*AIM 1*
Rewrite the cupcake post starting at "Cheesecake-stuffed cupcakes: There" and ending at "a cupcake pan.", putting "spice rack" in place of "recipe box".
*AIM 2*
Collect every line of the listing that contains the word "soccer".
>> BEGIN TEXT SEGMENT
Tuesday, January 24, 2023

Cheesecake-stuffed cupcakes: There was an attempt

 I think someone booby-trapped their recipe box.

Black Bottom Chips

Heat oven to 350°. Place paper liners in a cupcake pan.

Combine and set aside:
  • 1 c cream cheese
  • ⅓ c sugar
  • 1 egg
  • ⅛ tsp salt
  • 1 c chocolate chips
Sift together:
  • ½ c flour
  • 1 c sugar
  • 1 tsp salt
  • ¼ c cocoa
  • 1 tsp baking soda
Add:
  • 1 c water
  • ½ c cooking oil
  • 1 tsp vinegar
  • 1 tsp vanilla

Beat. Fill muffin pan cups one third full with the batter. Top with a heaping tsp cream cheese batter. Sprinkle with:
  • sugar
  • chopped almonds
Bake 30-35 minutes.

Source: Handwritten card

It looks pretty innocent, doesn't it? In theory, someone wrote out a recipe for cupcakes with a bit of cheesecake in the middle. That's a hard premise to argue with, is it not? 

This recipe gets even more enticing when you give it a closer look. We're not making a plain cheesecake (which is of course delicious) for this recipe. We are making chocolate cupcakes with chocolate chip cheesecake in the middle.
>> END TEXT SEGMENT
>> BEGIN DATA SHOWN
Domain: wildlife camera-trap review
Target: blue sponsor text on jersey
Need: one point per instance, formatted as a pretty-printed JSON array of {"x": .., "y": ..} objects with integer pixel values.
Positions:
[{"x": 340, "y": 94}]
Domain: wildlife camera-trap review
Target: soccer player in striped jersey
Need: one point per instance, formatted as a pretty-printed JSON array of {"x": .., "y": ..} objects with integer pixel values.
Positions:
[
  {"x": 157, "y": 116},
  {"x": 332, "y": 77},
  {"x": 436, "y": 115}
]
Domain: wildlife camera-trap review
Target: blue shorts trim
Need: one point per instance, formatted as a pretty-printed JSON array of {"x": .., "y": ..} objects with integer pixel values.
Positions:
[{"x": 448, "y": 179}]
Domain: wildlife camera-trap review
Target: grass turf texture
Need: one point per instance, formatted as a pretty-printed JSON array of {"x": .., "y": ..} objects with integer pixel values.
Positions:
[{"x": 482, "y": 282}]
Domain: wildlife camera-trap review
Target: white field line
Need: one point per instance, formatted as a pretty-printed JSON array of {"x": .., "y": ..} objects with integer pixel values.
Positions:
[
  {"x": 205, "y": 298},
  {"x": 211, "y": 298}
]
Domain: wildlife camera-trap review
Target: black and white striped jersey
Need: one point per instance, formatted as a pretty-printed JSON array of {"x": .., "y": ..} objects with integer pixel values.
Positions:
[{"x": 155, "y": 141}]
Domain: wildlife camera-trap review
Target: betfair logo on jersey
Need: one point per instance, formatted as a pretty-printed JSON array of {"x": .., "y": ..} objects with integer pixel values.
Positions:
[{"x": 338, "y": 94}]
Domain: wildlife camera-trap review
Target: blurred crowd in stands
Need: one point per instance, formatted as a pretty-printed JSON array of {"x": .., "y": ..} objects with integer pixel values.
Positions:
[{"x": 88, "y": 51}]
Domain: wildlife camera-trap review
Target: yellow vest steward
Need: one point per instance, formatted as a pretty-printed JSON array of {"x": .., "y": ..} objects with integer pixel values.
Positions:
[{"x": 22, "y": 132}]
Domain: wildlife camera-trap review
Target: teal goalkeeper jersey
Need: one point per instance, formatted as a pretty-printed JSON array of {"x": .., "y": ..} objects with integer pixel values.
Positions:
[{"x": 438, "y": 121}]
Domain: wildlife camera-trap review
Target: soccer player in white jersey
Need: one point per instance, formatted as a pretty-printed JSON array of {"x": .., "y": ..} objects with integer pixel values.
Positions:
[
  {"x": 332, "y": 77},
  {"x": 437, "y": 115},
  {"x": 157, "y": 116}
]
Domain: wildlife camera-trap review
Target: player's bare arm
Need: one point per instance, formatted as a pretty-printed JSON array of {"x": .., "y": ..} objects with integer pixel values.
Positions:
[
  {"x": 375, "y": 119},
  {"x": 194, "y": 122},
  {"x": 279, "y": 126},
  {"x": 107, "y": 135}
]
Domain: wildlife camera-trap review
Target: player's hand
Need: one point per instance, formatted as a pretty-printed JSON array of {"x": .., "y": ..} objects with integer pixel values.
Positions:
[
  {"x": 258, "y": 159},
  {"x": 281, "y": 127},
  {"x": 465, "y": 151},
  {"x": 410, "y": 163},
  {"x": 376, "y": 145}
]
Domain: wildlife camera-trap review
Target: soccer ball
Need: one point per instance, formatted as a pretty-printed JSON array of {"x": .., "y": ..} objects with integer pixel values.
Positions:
>> END DATA SHOWN
>> BEGIN DATA SHOWN
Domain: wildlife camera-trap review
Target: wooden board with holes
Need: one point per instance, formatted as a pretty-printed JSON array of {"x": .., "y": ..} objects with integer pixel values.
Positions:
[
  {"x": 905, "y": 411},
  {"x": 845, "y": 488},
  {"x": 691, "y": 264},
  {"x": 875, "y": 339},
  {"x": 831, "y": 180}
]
>> END DATA SHOWN
*CORRECT RESULT 1*
Cheesecake-stuffed cupcakes: There was an attempt

 I think someone booby-trapped their spice rack.

Black Bottom Chips

Heat oven to 350°. Place paper liners in a cupcake pan.

*CORRECT RESULT 2*
Target: soccer player in striped jersey
Target: soccer player in white jersey
Target: soccer ball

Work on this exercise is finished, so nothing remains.